Within the records below, find each line with the word "hair" and copy it out.

**SUPPLIED INFORMATION**

= = =

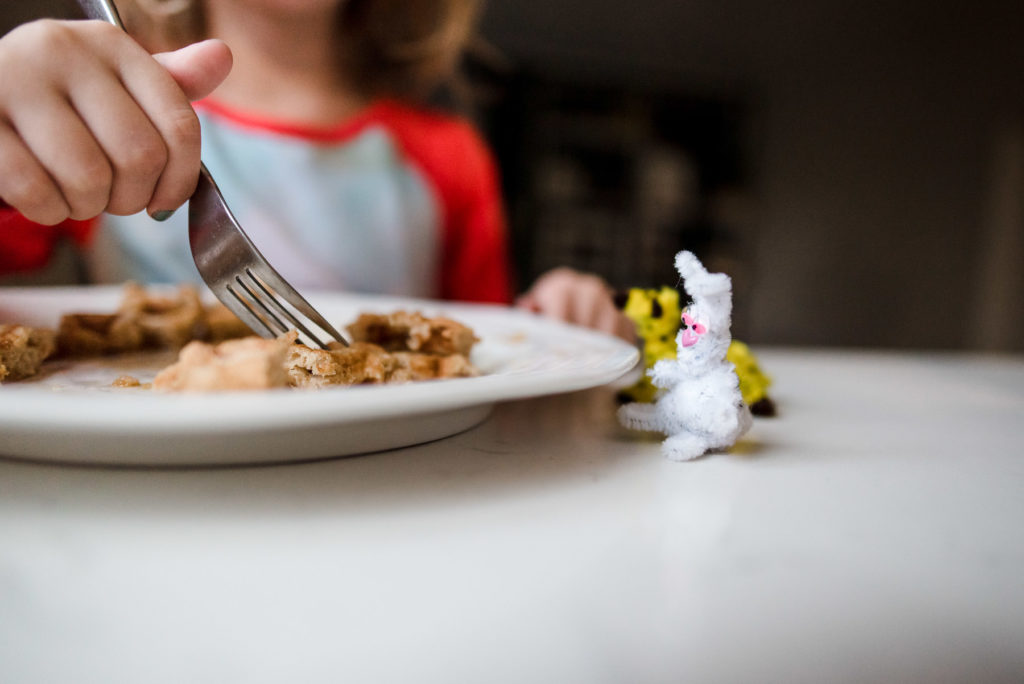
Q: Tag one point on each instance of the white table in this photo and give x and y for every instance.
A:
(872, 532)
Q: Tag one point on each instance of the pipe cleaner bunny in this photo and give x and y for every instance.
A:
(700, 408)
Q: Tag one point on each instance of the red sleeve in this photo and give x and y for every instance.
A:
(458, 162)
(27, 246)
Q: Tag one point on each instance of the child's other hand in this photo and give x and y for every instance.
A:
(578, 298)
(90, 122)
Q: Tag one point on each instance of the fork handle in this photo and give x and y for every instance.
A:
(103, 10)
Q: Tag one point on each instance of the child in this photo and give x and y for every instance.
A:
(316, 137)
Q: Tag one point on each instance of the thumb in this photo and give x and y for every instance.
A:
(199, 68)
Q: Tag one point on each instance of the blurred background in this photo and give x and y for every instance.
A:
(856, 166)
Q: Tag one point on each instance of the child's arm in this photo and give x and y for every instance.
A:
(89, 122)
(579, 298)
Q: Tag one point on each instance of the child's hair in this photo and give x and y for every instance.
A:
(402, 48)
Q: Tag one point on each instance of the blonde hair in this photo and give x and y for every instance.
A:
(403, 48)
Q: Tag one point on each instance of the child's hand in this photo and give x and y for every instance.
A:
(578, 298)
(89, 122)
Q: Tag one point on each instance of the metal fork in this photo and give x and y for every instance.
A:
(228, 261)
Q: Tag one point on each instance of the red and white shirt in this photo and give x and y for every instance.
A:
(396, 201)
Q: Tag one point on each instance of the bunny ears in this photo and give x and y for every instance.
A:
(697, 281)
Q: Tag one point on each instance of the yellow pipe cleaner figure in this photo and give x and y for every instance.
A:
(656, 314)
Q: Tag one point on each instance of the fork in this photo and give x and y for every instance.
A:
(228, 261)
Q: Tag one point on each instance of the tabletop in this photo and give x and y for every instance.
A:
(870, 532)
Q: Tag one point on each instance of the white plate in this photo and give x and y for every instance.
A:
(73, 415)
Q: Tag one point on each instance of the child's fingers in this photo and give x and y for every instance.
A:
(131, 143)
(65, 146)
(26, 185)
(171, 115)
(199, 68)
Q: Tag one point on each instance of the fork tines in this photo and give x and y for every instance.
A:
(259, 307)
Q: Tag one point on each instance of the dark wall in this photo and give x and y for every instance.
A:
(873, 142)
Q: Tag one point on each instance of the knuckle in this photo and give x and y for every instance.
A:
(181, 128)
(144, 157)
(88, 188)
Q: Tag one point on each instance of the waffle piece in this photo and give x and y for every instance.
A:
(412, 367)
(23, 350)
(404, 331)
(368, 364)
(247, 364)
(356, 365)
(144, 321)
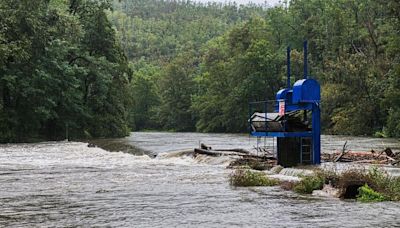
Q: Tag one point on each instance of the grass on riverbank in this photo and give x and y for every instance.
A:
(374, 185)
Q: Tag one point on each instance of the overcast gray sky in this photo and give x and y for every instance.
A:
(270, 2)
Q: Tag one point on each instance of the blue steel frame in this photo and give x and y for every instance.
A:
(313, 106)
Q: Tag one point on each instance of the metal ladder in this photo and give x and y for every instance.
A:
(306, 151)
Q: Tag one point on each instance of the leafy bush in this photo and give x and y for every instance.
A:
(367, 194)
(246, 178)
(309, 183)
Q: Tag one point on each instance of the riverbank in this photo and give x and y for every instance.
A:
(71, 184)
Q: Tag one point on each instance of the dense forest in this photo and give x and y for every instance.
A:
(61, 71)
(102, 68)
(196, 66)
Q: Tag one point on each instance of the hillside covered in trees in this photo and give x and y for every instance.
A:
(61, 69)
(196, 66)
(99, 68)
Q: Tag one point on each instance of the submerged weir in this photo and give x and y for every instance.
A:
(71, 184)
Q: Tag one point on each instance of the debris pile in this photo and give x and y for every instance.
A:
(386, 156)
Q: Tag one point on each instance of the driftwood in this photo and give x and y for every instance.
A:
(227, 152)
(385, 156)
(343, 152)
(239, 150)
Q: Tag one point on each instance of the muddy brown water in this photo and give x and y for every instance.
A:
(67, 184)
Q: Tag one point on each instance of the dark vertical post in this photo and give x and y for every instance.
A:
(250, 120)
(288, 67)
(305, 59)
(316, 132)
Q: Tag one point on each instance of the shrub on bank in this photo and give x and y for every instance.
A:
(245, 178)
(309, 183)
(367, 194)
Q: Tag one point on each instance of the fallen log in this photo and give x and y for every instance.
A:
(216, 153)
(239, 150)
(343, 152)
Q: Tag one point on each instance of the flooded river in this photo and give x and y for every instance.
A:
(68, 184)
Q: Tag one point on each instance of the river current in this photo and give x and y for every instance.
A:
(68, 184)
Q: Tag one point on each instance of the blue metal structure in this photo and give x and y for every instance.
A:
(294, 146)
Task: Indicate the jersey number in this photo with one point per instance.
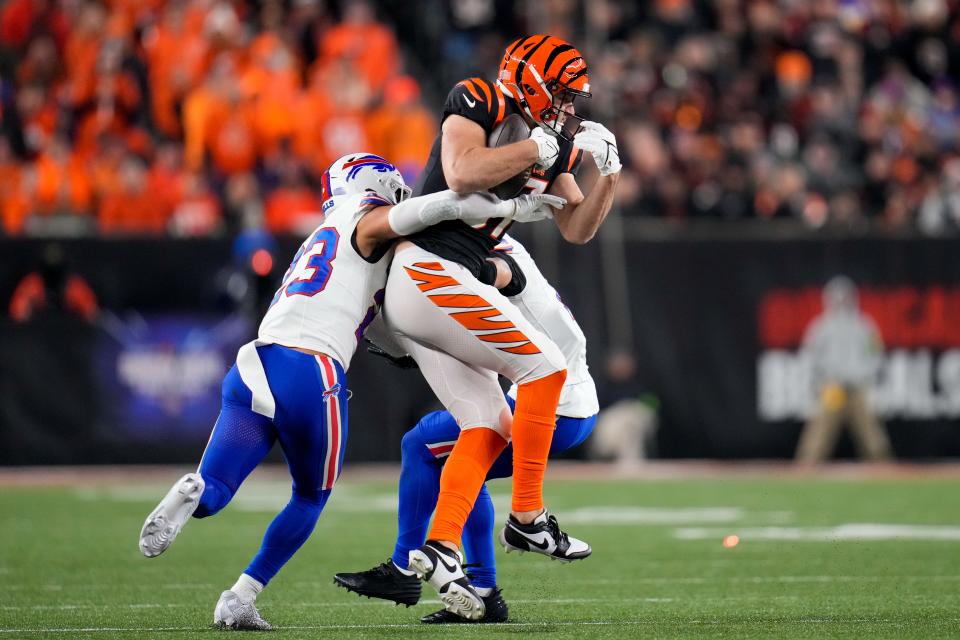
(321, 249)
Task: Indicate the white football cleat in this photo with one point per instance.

= = =

**RESULT BELOW**
Q: Tag one point on each instance of the child's hair in this photo and give x and y for every instance.
Q: Tag one point on each instance of the blonde hair in this photo and give x and y for every instance.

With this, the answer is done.